(Data records)
▼▼▼

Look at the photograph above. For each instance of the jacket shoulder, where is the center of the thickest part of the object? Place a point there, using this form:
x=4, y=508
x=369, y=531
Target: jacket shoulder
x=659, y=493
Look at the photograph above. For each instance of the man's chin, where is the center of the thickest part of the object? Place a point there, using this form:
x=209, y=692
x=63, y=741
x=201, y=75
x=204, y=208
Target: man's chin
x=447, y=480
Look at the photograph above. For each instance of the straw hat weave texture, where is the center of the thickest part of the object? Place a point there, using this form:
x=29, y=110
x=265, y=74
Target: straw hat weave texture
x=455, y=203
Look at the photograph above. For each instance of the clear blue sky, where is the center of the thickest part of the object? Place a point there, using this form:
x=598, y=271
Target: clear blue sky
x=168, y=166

▲▲▲

Return only those lines of the records that contain the string "object".

Written response —
Look at the photograph above. For each instance of the jacket shoulder, where is the center of the thickest part of the object? Place a point there, using this form:
Look at the photograph above. For each instance of the man's chin, where is the center of the thickest part of the object? Place a point there, using this form:
Look at the photograph above. For each instance of the straw hat weave texture, where is the center of the thickest part of the object? Place a point there, using this form:
Look at the photograph above. For each instance of the clear blue sky, where is the center of the thickest part of the object? Place a point there, using this form:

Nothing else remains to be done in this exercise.